Source information:
Segment Open
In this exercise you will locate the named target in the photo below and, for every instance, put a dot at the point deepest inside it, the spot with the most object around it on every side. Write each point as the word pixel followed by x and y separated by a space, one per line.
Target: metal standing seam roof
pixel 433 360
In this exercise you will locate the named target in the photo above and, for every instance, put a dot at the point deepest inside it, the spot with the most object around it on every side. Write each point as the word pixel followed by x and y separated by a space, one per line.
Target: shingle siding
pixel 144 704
Segment Closed
Segment Open
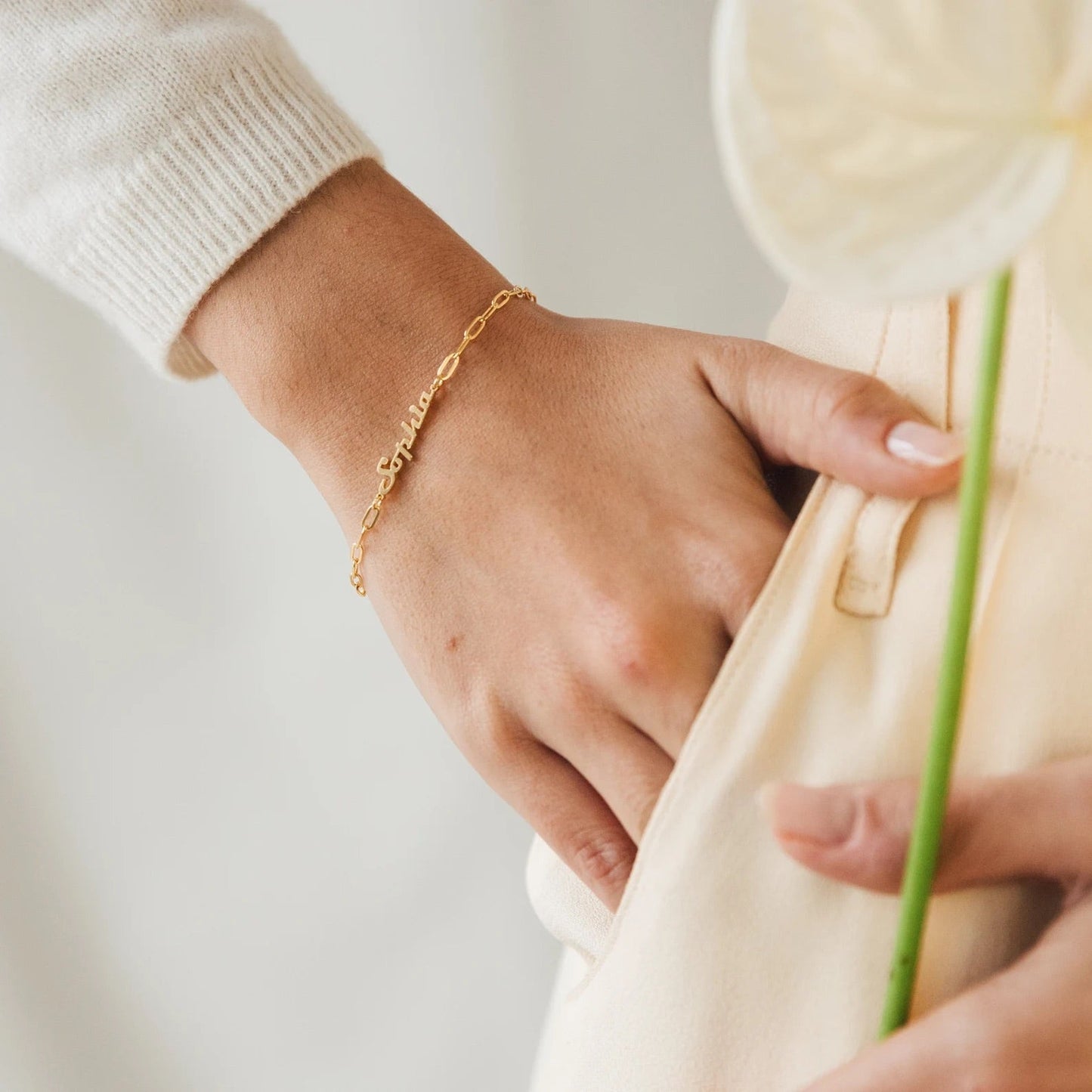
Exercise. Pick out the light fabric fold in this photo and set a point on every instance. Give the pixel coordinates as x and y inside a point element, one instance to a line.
Segment Closed
Task to carry out:
Using the data above, count every line that contains the word "around", then give the count and nothing more.

Answer to this problem:
2